▶ GIVEN TASK
What follows is a set of entries. Give them again exactly, without the pictures.

▶ MATERIAL FOR THE TASK
============================================================
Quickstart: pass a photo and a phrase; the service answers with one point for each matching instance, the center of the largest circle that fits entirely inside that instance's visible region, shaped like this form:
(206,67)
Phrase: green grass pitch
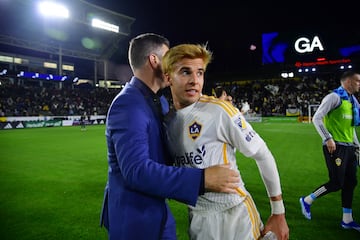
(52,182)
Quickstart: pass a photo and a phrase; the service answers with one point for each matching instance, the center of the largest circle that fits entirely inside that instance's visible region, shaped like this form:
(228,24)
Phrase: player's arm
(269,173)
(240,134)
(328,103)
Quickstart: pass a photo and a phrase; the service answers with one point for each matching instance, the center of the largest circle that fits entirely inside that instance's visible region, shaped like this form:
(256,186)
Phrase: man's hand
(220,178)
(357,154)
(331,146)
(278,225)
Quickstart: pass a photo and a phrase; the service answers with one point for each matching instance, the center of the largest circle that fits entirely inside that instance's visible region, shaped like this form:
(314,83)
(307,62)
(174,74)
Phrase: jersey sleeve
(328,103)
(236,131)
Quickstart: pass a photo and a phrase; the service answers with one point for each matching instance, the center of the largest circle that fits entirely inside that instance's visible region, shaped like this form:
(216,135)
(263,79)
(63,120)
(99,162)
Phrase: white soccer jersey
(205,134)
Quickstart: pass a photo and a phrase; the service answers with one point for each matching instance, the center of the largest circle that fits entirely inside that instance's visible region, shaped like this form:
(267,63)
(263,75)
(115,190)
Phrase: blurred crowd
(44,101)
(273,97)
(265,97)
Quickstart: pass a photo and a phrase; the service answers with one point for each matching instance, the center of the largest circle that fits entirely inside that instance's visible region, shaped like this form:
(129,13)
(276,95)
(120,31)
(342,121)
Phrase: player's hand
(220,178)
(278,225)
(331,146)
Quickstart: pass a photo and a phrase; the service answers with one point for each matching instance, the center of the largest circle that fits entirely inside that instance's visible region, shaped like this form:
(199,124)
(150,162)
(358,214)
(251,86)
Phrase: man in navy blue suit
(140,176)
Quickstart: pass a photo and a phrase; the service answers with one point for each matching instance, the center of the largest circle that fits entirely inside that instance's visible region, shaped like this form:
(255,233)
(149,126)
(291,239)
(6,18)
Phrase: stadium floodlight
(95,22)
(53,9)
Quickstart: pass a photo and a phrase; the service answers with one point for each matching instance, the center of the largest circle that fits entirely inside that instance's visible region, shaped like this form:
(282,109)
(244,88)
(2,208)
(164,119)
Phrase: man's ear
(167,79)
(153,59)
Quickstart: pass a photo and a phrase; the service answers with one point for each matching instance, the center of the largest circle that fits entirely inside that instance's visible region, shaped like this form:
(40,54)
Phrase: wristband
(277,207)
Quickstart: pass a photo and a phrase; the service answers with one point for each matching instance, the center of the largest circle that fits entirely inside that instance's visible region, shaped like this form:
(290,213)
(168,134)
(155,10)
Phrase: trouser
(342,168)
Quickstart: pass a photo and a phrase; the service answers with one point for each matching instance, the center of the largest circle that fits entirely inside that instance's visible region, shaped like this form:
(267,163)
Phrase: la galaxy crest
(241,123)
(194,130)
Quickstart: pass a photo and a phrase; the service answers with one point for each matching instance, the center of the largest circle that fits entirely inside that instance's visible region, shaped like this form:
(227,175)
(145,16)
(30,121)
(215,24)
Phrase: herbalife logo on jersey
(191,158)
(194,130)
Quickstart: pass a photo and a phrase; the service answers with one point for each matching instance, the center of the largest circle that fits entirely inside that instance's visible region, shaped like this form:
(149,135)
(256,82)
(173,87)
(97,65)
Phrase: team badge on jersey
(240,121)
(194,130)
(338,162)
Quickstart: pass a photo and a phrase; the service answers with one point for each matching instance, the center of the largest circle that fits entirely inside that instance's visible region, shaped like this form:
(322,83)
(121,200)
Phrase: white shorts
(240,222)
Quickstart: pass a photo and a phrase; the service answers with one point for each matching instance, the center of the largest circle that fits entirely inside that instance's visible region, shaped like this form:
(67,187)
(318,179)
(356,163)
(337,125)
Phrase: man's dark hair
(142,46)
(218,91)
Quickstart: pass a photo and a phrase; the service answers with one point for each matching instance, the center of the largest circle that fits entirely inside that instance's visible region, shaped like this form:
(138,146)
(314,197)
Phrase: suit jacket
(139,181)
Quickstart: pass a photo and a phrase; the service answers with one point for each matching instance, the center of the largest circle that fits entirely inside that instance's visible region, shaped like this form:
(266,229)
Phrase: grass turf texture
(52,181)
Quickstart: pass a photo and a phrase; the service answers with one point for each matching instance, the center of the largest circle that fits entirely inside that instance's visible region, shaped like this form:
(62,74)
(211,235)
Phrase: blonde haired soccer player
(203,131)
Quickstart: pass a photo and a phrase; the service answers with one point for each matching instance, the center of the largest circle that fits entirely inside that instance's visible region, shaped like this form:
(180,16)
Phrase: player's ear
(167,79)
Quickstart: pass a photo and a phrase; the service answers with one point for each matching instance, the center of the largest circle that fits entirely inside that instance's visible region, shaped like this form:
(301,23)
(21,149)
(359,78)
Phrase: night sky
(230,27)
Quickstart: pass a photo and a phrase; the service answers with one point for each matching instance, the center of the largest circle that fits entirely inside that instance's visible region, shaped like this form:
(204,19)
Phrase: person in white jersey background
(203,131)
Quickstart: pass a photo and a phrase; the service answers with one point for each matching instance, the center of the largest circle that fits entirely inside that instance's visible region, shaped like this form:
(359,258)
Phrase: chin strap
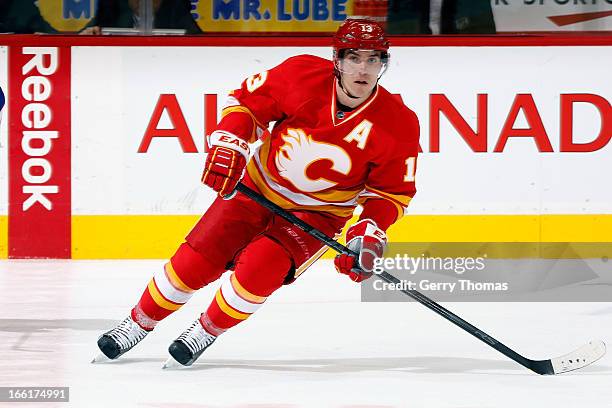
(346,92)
============================================================
▶ EXERCISE SOLUTION
Quickstart: pass a photo and a phrase; the service answers with one point for each matching instance, the center of the largest circle that fits entirely inside that instance's visible region, shaped like this form:
(206,67)
Phrase: green grass pitch
(52,182)
Quickstart: pass a photo and a phrase; the service answers with one point for each matching instance, the center of the largest circle that fits entirely inside that instance's visible region, shaped like this form:
(228,24)
Phrase: player's arm
(269,173)
(240,134)
(328,103)
Quickstart: pass a photo and a phrase; the service answers with one point for each matching instance, the center of the largest circle that fits entirely inside that instance's visible region, shaped like this form:
(256,186)
Phrase: man's hand
(220,178)
(357,154)
(331,146)
(278,225)
Quickstart: pass a photo and a phrase; the service answers with one point for each matching instance, the center of the largest circle that fits entirely inside that instance's visible region, shaped like this form:
(314,83)
(307,62)
(174,74)
Phrase: jersey sleeve
(328,103)
(236,131)
Quickstart: pass a photo and a phrase; the service answers with one point for each matching instance, the center of the largest circle that fits entirely inside that instance's visible region, shaped like this form:
(216,135)
(263,79)
(63,120)
(99,162)
Phrase: white soccer jersey
(205,134)
Quickstart: pass a photo and a phrase; the service answers with one point for each matching instance, the center of the largest circle that fits entirely inside that instance's visible region, shaped like this form:
(267,63)
(263,75)
(115,190)
Phrase: blurred crowd
(44,101)
(273,97)
(265,97)
Quickstart: pass a photo and a phrase; the service answers with one point for each matching instance, the center of the largest circle that fits entirely inside that instance's visible region, shaped like this form:
(129,13)
(276,95)
(120,31)
(342,121)
Phrase: player's hand
(220,178)
(278,225)
(331,146)
Quickstart: pass a photo and a phrase; the service answers with one point for each matching instance, the center of the largest circle that fits entirely inside that instance's visible region, shaped like this form:
(199,124)
(150,162)
(358,214)
(251,86)
Phrase: man in navy blue suit
(140,176)
Quickstart: pass a photo and a phrase; the service answers with one point for each matching instance, the center of the largest circle that fits entirely inside that instance's visible region, shaped like this form:
(255,233)
(149,126)
(291,239)
(6,18)
Phrase: stadium floodlight
(95,22)
(53,9)
Quickstart: pass a photo and a phrase; the service answers with one point for each matching instance, the center of the largest circle that fits entirely inside that instance's visible region, shaped like this form:
(282,109)
(244,88)
(2,208)
(164,119)
Phrase: man's ear
(167,79)
(153,59)
Quickstart: pass a photo and a phrase; the service answers with one point for each matching instance, the center of the largest circle that fits entirely inside that instance's visible region, shaped like this form:
(40,54)
Phrase: wristband
(277,207)
Quickstart: pass a photo and a phrase; the service answers with one point for each matching instance, the center of the largest circle that fits entirely inside that instance's visible region, shaped like this form:
(290,213)
(168,134)
(155,10)
Phrase: trouser
(342,168)
Quickstart: pass a photo and a phrase; the service answers with one point for each matching instance, the center of the largest circle that fits entirely inside that instance's visible region, shaped like this form:
(267,163)
Phrase: la galaxy crest
(241,123)
(194,130)
Quickstart: pass a photo and a phrase; the service answers with one point for each matching instance, the center of the largest circle that fits entirely inside that instance's visible region, shaped like this form:
(227,175)
(145,16)
(30,121)
(215,24)
Phrase: herbalife logo on jersey
(191,158)
(194,130)
Quickstart: pass a photo and a phrase; the service answers with one point for each matching instance, the center of the largest circle that fits entirely inside that instance's visible region, shaped like this form:
(149,135)
(256,82)
(173,87)
(97,65)
Phrase: team badge on jersey
(240,121)
(194,130)
(338,162)
Quickstart: pass a photo and a phrase; the service answers with one point for each matching instance, the center of the largest circle that fits entirely inside that instance's visible region, shaped like this form:
(322,83)
(121,200)
Phrase: white shorts
(240,222)
Quickstart: pass a photo and a phrase; the service answers with one point for each matching instance, the center of the largest circle that fits entirely inside that instance's visible region, shaped like this form:
(67,187)
(318,179)
(356,163)
(337,125)
Phrase: man's dark hair
(142,46)
(218,91)
Quickstart: pass a photo and a phrase; the service answers with one point for each matching instance, the center of the largest circle that fits entirely inside that instance's visible region, shaped like this form:
(138,146)
(314,197)
Phrase: suit jacket
(139,181)
Quickstart: pass a photo and a phrase; the service answers with one point for each matching instance, the center of the largest circle that fits entirely inside that instance's visible region, shaped like this form:
(266,229)
Phrase: grass turf texture
(52,181)
Quickstart: pass a photo and a phrase; the service answers with one point for each matching instance, the center of the largest circle that fits entirely inside that instance's visible region, shaped like this form:
(62,74)
(211,235)
Phrase: blonde haired soccer player
(203,131)
Quickstart: pass a photo and a phrase; the service answers with one point for each matching instance, the center of the largest circle that fits entirely inside that instance's visible region, shaped like this form:
(180,16)
Phrase: player's ear
(167,79)
Quickstart: pass a photo and a phrase; the service answers with one point for each matching instance, the center of the largest circle that fits entirely inside that instance's visible region, shaped like this form:
(301,23)
(21,149)
(359,78)
Phrase: night sky
(230,27)
Quickstart: pass a photo and a phrase; the service answers with one point for each matching instance, the center of the largest circle that fits entirely inside that instance's visible region, shaped like this form:
(204,19)
Phrase: person in white jersey background
(203,131)
Quickstart: pass a photo and a phrase; the service answers with one point for each matching instance, the center of the largest circle that fits entirely inside that instance's visible region, shaped like this form:
(359,258)
Phrase: chin strap
(346,92)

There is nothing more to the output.